** EXCERPT PROVIDED **
====================

# Does the price matter?



## empericalbeauty (Oct 9, 2006)

So yesterdat we were taking a stroll [chris and I] and randomly he says that he is saving up some money. I asked him for what and he said he wanted to get me a ring...A promise/engagment ring. I thought about it for a long time and I told him I didnt care for an expensive ring. Which is really true. Ever since I could remember, I have always never really cared about pricey jewelry. ::shrugs::.. For any of you married/engaged/or just about anyone...Do you care if your ring is expensive? should it be a requirement that you get a really flashy piece?.

Just wondering cus I keep feeling like maybe I am cheating myself..But deep down I really dont get a ish about the price of my ring


----------



## girl_geek (Oct 9, 2006)

Engagement rings are a very personal thing -- you should get what makes you happy, and nothing else!

I didn't have much say in the matter since hubby surprised me by buying a ring before I could even drop any hints about what kind of ring I wanted! I did want a traditional diamond ring, but I would have preferred a smaller stone, like maybe around 1/2 carat. I thought anything bigger would look guady and flashy on my tiny fingers!

====================

** REQUIRED TASK **
Copy out the passage of the forum thread about ring prices between "So yesterdat we" and "and nothing else!", inclusive, keeping every word unchanged. The data has no connection to the forum thread about ring prices.

** EXTRACTED RECORDS **
====================

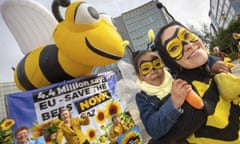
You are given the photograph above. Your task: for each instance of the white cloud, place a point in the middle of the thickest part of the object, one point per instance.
(192, 12)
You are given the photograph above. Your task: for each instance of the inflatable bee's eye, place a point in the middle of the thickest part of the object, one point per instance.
(108, 18)
(86, 14)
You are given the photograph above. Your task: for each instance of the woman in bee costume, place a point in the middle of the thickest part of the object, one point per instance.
(218, 121)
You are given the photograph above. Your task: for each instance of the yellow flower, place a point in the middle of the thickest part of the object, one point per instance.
(113, 107)
(7, 124)
(131, 137)
(92, 134)
(101, 116)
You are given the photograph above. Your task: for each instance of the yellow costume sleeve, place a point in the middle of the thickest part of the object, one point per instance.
(228, 86)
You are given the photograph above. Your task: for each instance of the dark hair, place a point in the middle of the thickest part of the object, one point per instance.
(158, 40)
(20, 129)
(135, 58)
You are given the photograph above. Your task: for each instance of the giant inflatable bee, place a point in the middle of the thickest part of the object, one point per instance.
(84, 39)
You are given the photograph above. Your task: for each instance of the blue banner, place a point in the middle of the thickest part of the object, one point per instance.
(95, 95)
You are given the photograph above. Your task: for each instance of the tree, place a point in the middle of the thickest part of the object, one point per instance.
(224, 38)
(203, 33)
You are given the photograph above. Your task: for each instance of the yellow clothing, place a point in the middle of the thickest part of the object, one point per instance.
(117, 130)
(73, 135)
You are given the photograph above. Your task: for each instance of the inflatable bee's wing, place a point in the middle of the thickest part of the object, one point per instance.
(31, 24)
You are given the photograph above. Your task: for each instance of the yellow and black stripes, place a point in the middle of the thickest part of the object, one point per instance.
(222, 124)
(47, 65)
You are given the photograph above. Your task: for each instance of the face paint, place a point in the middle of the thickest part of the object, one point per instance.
(147, 66)
(175, 44)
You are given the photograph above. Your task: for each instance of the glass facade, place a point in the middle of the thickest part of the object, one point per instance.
(133, 26)
(222, 12)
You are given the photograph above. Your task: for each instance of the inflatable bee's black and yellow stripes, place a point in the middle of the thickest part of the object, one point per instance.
(84, 39)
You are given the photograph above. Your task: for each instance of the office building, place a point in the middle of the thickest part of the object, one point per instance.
(134, 25)
(222, 12)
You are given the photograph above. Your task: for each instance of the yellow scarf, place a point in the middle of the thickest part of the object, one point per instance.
(160, 91)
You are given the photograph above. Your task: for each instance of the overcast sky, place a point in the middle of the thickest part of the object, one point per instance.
(194, 12)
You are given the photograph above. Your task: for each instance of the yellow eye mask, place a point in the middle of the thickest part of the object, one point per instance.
(147, 66)
(175, 44)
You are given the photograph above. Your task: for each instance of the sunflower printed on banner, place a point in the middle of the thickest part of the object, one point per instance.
(95, 94)
(6, 133)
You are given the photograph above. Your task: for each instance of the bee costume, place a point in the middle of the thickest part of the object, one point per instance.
(218, 121)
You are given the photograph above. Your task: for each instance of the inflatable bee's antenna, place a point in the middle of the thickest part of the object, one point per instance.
(55, 8)
(160, 6)
(151, 37)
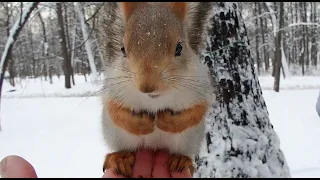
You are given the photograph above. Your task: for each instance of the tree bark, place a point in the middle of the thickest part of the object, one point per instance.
(278, 52)
(11, 61)
(240, 139)
(63, 42)
(14, 33)
(256, 10)
(265, 56)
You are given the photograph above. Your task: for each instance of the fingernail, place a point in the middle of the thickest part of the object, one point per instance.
(3, 165)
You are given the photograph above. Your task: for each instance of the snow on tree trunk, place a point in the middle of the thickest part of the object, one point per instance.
(14, 33)
(94, 74)
(284, 63)
(240, 140)
(318, 104)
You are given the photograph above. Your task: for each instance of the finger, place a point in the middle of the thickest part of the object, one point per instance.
(184, 174)
(161, 167)
(143, 164)
(16, 167)
(110, 173)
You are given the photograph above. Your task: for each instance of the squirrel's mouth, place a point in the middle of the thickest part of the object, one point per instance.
(153, 95)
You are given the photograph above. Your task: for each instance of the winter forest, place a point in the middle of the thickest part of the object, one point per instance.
(51, 72)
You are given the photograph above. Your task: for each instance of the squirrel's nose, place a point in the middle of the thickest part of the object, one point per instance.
(147, 88)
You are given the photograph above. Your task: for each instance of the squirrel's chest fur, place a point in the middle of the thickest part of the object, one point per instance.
(186, 142)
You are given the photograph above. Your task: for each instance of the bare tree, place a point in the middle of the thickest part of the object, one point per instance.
(63, 42)
(240, 139)
(277, 56)
(14, 33)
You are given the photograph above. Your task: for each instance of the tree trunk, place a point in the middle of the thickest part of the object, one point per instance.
(240, 139)
(265, 56)
(256, 10)
(302, 55)
(45, 48)
(63, 42)
(306, 35)
(94, 74)
(278, 53)
(14, 33)
(314, 50)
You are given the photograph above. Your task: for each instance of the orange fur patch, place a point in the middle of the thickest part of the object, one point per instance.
(180, 9)
(122, 162)
(182, 121)
(179, 163)
(124, 118)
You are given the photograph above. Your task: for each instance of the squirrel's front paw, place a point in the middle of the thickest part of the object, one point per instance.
(177, 163)
(122, 162)
(169, 121)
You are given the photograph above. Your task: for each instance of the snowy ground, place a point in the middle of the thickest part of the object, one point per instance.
(61, 136)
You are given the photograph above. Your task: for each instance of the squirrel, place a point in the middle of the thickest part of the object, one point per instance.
(157, 90)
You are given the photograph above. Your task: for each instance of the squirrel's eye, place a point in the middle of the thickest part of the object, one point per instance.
(123, 51)
(178, 49)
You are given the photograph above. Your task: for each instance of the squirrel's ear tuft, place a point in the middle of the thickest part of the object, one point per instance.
(179, 9)
(129, 7)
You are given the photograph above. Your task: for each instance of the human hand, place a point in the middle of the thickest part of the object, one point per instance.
(148, 164)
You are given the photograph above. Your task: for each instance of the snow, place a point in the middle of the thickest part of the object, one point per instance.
(318, 105)
(61, 136)
(13, 30)
(285, 66)
(94, 75)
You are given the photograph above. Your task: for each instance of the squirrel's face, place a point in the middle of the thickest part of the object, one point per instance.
(155, 48)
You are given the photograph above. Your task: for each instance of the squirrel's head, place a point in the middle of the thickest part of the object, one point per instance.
(155, 43)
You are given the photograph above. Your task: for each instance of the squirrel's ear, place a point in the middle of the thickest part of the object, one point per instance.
(179, 9)
(129, 7)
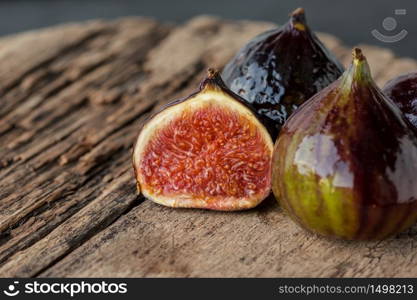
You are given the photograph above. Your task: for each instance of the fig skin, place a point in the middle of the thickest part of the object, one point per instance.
(345, 163)
(280, 69)
(403, 91)
(212, 95)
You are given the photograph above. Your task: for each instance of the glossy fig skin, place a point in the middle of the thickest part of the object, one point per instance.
(403, 91)
(280, 69)
(345, 163)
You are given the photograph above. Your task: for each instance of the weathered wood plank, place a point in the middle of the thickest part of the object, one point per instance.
(68, 205)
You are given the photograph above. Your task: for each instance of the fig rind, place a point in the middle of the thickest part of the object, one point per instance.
(403, 91)
(344, 164)
(215, 101)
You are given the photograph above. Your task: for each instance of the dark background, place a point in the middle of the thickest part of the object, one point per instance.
(352, 21)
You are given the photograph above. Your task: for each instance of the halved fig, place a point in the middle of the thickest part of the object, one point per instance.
(280, 69)
(208, 150)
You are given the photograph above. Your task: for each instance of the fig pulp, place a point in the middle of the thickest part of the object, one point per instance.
(345, 163)
(403, 91)
(208, 150)
(280, 69)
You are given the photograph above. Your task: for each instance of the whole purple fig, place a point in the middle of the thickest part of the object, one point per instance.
(345, 162)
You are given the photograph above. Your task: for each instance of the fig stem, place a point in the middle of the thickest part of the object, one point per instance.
(358, 71)
(298, 19)
(357, 54)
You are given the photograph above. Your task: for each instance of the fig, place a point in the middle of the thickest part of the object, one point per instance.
(209, 150)
(345, 162)
(280, 69)
(403, 91)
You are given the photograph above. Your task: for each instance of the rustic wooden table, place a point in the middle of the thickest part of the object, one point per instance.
(72, 100)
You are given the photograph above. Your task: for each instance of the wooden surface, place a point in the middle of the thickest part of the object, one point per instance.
(72, 100)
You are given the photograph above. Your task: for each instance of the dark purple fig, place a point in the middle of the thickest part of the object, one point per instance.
(208, 150)
(403, 91)
(345, 162)
(280, 69)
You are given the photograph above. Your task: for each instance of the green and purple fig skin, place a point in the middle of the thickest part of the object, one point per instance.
(403, 91)
(345, 162)
(280, 69)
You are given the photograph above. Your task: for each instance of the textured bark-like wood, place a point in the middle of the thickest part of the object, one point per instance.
(73, 98)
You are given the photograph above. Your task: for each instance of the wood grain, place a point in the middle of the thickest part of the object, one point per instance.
(73, 99)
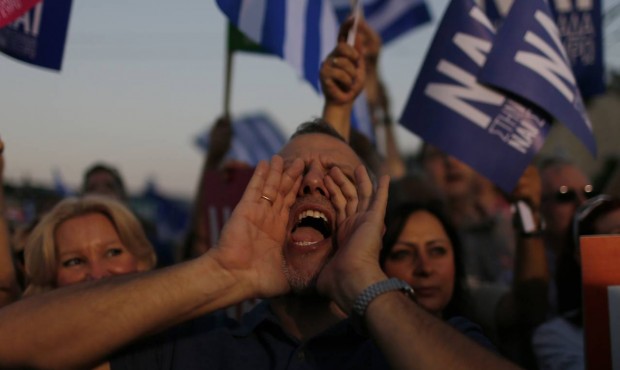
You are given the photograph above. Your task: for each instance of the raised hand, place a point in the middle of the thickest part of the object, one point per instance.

====================

** WRITTEN SOLUTION **
So yesterdat we were taking a stroll [chris and I] and randomly he says that he is saving up some money. I asked him for what and he said he wanted to get me a ring...A promise/engagment ring. I thought about it for a long time and I told him I didnt care for an expensive ring. Which is really true. Ever since I could remember, I have always never really cared about pricey jewelry. ::shrugs::.. For any of you married/engaged/or just about anyone...Do you care if your ring is expensive? should it be a requirement that you get a really flashy piece?.

Just wondering cus I keep feeling like maybe I am cheating myself..But deep down I really dont get a ish about the price of my ring


----------



## girl_geek (Oct 9, 2006)

Engagement rings are a very personal thing -- you should get what makes you happy, and nothing else!